▸ ACTIVITY: Wherever the string "flag" shows up in the data below, copy the whole line.

Segment Start: THE INPUT

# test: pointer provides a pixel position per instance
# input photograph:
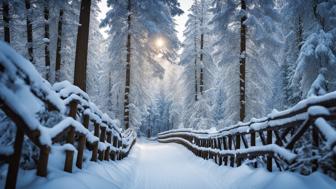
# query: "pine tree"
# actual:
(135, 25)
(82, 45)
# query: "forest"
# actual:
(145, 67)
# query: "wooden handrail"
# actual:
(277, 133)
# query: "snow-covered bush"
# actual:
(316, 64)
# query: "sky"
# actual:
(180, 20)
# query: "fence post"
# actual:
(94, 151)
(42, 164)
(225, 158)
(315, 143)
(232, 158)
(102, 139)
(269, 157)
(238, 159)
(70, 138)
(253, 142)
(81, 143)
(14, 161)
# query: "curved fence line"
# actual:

Segment End: THE INPUT
Segment Start: THE INPUT

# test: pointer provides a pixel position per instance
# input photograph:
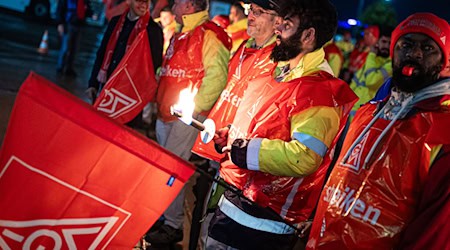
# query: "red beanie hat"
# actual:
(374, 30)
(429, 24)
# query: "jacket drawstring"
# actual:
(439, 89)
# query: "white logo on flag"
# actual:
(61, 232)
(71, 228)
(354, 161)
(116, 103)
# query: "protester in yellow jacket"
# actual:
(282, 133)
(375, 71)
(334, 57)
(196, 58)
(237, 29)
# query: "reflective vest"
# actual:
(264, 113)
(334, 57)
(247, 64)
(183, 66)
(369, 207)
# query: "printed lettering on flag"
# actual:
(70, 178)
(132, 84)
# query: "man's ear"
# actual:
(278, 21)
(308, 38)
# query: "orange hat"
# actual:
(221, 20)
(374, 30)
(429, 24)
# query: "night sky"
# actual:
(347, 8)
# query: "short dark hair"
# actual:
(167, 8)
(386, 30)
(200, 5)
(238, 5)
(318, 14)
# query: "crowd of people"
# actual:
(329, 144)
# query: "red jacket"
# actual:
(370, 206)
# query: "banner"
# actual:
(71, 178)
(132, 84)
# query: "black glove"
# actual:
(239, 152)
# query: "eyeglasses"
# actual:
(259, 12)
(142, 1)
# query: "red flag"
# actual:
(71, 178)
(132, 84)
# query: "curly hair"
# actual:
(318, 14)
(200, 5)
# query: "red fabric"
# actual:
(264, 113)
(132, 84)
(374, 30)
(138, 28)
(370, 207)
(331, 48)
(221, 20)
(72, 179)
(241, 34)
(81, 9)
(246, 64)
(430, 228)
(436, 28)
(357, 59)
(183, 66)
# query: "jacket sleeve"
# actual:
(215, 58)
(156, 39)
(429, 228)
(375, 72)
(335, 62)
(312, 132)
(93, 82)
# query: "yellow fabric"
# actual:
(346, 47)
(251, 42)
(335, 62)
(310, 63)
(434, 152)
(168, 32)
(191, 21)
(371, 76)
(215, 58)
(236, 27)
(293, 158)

Segment End: THE INPUT

▸ TASK RESPONSE:
# query: "white logo on flag"
# query: "printed lettering on flag"
# query: "red flag"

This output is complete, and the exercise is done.